[Problem to solve]
Answer these questions using the post on CPT symmetry.
(a) What term does the post say is actually invariant, even in chiral theories?
(b) For free complex fermions, what does C happen to be if R and T are the usual ones?
(c) For real free fermions, what is C?

[Document text]

================

You can decide for yourself whether or not to regard this as a proof. However, I do not know any counterexamples. You mention that some TQFTs don't have CPT symmetry. I suppose you are talking about chiral theories, but note that while CPT (or CRT) is anti-unitary, it also reverses the orientation of space, so something like a Chern-Simons term is actually invariant. Maybe you mean something else though?

By the way C, R, and T are all meaningless on their own (without extra assumptions on their existence). The way I like to think about the theorem is that it says: reflect your system somehow. Now reverse the direction of time. The theorem says there is guaranteed to be some internal transformation "C" which if we now apply C we have performed a symmetry. For free complex fermions for instance C happens to be charge conjugation if R and T are the usual ones. For real free fermions C is the identity.

================

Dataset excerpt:
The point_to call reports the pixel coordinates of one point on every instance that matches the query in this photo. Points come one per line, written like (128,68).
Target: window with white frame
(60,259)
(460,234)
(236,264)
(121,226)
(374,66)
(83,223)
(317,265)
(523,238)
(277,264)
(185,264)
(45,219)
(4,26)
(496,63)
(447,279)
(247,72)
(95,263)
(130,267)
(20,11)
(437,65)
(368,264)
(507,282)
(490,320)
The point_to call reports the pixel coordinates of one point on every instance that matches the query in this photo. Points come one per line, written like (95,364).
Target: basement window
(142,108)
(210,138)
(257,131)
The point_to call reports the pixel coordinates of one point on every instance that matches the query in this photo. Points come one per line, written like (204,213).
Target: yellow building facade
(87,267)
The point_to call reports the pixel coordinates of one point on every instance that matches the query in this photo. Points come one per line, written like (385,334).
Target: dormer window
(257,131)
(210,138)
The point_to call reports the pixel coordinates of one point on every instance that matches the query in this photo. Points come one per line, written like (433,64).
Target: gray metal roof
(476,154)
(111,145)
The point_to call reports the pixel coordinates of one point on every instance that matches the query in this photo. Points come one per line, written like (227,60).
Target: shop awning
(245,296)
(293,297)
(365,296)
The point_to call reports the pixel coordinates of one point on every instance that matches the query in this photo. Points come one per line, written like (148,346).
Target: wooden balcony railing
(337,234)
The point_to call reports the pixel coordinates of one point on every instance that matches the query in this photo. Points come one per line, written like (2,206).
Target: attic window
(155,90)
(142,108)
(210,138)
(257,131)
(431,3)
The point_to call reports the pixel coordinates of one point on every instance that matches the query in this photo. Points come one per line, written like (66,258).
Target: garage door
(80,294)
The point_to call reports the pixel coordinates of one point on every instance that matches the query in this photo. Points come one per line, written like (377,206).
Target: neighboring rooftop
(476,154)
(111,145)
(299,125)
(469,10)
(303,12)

================

[Answer to the exercise]
(a) A Chern-Simons term.
(b) Charge conjugation.
(c) The identity.